[start]

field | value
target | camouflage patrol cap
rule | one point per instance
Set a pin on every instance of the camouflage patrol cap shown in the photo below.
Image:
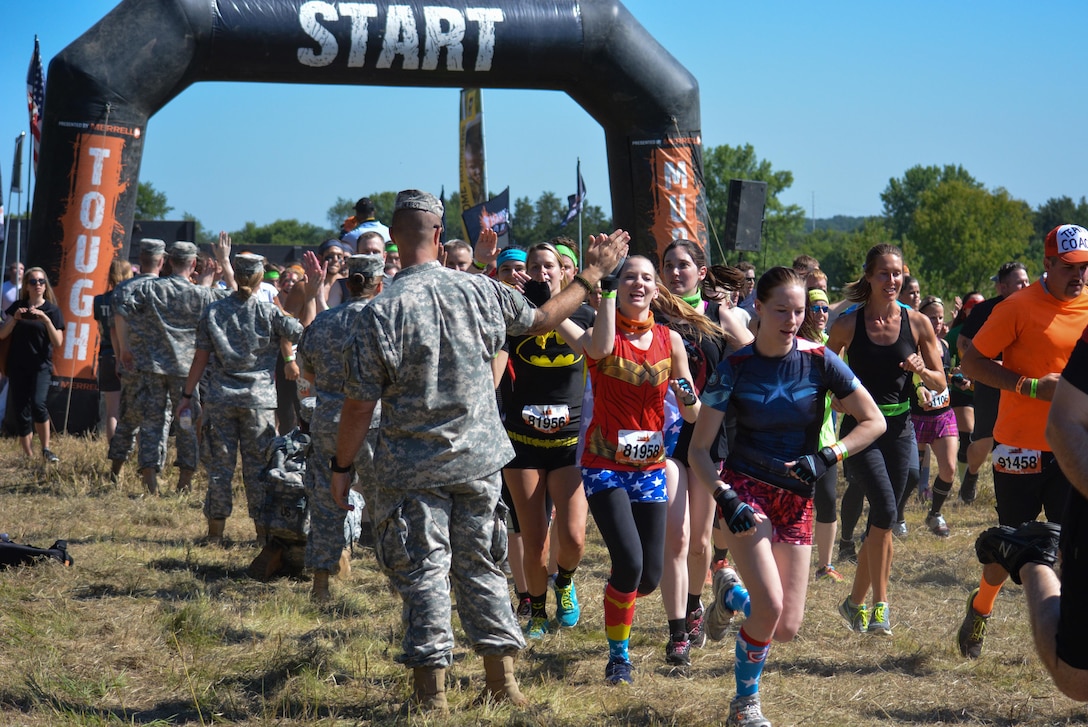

[end]

### Instruction
Set down each line of the records above word for word, omitting the pictures.

### The completed task
field | value
target | camouflage patrol cap
rule | one point per instance
Set a pin on every instance of the camouflage patrol cap shown in the photo below.
Image:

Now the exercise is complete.